■ SELECTED TEXT:
────────────────
Circumcision: Parents Have Final Say
Circumcision is one of the most common surgical procedures performed in the world.
It involves removing the foreskin of the penis. The foreskin (or prepuce) is the part of the penis that covers the head (or glans) of it.
Its removal in newborn infant boys is common in the U.S. and some other parts of the world.
Since the decision to circumcise an infant involves more than just medical factors, it is a subject of intense debate.
In 2012, the American Academy of Pediatrics reversed its previously equivocal stance and stated:
“Evaluation of current evidence indicates that the health beneﬁts of newborn male circumcision outweigh the risks; furthermore, the beneﬁts of newborn male circumcision justify access to this procedure for families who choose it.”
This triggered a rebuttal from a group of northern European physicians (where circumcision is uncommon), which in turn led to a response from the AAP Task Force on Circumcision.
The truth is that the decision to circumcise a newborn is only partially a medical decision.
Religion enters into the decision: Jews and Muslims usually circumcise their baby boys throughout the world and Christians and Hindus generally do not (for example).
────────────────
[Data items]

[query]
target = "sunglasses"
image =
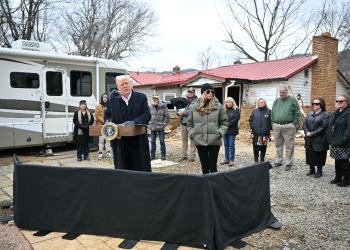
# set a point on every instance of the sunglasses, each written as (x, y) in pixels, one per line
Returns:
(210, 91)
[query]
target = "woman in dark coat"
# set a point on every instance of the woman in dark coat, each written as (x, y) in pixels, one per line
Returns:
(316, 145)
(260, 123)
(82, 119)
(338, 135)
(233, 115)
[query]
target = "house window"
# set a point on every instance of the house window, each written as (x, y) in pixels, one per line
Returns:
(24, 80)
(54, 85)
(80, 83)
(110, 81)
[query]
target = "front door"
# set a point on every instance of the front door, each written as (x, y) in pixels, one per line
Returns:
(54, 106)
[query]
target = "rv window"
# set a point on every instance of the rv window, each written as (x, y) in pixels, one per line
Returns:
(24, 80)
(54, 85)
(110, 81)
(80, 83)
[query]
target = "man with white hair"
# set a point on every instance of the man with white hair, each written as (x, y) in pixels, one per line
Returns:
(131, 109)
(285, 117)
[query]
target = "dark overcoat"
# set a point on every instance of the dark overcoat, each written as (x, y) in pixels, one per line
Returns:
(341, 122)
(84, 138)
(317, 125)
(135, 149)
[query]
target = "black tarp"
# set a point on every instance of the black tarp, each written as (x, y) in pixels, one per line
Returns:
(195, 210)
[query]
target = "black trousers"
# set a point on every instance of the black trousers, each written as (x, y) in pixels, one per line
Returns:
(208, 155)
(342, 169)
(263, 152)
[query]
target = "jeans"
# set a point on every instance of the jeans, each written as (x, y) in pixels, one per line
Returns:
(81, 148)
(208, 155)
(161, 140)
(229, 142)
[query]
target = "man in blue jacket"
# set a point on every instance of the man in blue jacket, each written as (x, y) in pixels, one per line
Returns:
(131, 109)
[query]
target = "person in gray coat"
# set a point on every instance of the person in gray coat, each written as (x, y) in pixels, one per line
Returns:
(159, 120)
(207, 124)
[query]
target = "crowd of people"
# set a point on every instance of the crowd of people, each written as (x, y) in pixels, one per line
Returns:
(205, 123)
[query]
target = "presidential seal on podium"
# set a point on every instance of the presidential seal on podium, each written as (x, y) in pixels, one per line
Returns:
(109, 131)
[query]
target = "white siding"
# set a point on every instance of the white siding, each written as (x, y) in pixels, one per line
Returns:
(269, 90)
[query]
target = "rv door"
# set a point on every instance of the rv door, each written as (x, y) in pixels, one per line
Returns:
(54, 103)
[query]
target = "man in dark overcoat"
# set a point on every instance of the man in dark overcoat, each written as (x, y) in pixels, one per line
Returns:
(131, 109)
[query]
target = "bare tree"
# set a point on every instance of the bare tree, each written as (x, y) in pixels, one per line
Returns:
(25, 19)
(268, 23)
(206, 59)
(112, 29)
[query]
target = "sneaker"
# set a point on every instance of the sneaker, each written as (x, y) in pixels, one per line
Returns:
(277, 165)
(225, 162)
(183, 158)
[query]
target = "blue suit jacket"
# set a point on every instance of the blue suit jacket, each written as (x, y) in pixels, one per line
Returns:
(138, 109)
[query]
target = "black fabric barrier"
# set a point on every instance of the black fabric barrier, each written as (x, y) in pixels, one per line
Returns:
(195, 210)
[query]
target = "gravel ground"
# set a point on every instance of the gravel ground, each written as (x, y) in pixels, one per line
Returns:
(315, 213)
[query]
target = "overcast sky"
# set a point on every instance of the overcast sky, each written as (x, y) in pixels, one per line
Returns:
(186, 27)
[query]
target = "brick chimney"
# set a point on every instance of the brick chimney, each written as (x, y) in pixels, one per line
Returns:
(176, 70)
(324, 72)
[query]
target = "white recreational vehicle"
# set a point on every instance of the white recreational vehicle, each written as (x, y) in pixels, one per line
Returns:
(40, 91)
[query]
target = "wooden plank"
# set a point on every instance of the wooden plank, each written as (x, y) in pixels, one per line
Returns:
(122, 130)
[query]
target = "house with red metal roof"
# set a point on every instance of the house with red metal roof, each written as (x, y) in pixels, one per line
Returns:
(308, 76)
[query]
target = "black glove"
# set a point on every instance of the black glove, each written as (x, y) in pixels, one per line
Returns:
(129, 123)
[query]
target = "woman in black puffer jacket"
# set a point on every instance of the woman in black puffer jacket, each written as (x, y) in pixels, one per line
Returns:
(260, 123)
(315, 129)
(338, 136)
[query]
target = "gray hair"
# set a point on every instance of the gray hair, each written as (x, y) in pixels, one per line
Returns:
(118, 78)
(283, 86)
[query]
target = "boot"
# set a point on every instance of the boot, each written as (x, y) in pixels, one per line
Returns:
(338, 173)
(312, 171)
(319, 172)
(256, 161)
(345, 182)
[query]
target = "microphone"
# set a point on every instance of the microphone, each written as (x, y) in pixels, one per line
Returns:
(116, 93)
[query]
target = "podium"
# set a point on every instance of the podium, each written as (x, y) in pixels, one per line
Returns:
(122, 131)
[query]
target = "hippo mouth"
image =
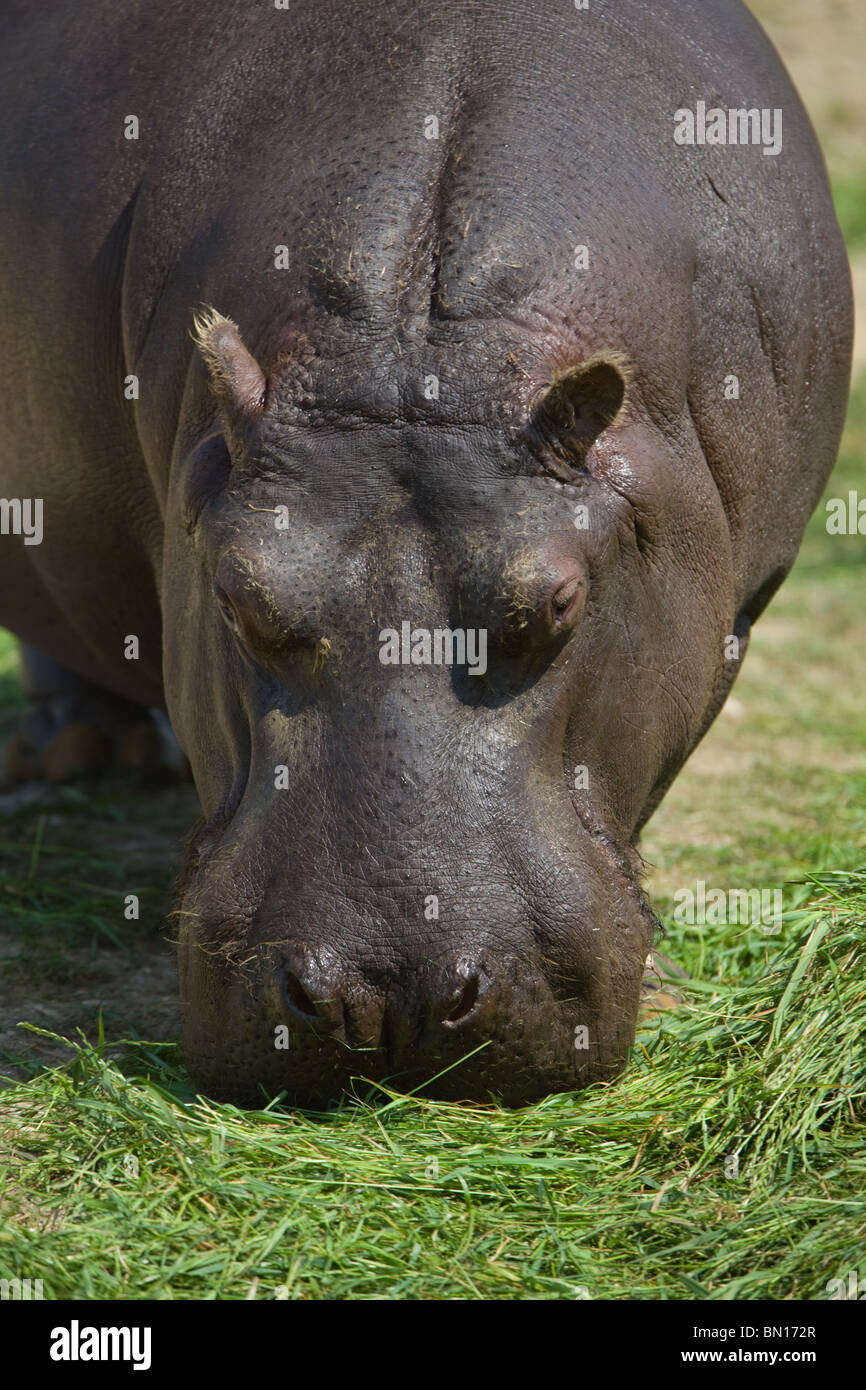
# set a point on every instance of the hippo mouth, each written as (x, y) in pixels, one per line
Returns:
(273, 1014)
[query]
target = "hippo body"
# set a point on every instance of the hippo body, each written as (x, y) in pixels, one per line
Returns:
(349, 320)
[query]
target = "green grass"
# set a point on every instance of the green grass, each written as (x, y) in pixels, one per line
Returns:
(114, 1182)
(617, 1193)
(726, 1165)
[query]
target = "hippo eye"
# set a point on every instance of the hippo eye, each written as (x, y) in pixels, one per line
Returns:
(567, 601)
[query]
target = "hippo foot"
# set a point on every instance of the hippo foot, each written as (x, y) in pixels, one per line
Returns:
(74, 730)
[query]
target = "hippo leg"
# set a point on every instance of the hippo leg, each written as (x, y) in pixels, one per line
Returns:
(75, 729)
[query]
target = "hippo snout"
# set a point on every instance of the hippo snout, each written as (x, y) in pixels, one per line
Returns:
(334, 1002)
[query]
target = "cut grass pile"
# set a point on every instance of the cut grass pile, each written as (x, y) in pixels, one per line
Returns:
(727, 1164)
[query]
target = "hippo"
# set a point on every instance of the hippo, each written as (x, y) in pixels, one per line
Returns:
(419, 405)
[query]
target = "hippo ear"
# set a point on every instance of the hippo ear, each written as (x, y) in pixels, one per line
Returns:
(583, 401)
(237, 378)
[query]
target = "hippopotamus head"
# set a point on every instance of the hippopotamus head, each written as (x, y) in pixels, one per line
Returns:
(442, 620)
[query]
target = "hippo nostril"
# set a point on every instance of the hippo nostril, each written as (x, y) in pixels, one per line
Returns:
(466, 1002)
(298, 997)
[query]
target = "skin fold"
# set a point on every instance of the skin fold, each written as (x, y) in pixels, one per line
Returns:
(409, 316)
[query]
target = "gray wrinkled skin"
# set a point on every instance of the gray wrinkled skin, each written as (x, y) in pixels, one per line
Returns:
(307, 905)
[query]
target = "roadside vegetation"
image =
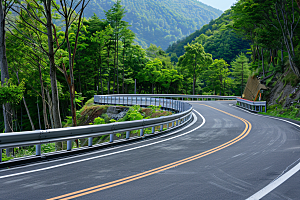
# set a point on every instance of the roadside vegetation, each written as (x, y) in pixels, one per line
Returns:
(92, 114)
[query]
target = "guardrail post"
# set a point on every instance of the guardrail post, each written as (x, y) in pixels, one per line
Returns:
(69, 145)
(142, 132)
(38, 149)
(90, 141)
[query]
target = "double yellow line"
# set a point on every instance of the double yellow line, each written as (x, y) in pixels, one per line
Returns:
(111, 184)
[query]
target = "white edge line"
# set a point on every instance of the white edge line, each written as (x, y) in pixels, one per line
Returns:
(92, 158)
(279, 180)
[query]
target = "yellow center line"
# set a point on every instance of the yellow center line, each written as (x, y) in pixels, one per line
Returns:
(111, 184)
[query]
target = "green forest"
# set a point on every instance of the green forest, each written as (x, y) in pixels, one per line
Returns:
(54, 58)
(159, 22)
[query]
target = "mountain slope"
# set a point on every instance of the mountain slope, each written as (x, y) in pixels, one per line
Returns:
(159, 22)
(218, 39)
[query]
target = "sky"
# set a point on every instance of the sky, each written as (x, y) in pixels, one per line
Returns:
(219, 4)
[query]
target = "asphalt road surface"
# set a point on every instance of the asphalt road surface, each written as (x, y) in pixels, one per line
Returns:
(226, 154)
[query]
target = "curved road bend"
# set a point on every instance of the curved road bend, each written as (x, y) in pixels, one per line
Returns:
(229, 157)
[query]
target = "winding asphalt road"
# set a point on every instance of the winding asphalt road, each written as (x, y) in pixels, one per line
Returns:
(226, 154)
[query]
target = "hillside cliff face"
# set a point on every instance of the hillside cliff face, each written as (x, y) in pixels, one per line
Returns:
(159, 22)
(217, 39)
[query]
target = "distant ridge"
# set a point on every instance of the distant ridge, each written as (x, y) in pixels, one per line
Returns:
────────────────
■ USING THE INFORMATION:
**a)** Duplicate everything in the circumcision text from "Circumcision: Parents Have" down to "glans) of it.".
**b)** According to the circumcision text, in what year did the American Academy of Pediatrics reverse its previously equivocal stance?
**c)** Which religious groups are named in the circumcision text?

■ SOLUTIONS FOR EACH TASK:
**a)**
Circumcision: Parents Have Final Say
Circumcision is one of the most common surgical procedures performed in the world.
It involves removing the foreskin of the penis. The foreskin (or prepuce) is the part of the penis that covers the head (or glans) of it.

**b)** 2012

**c)** Jews, Muslims, Christians, Hindus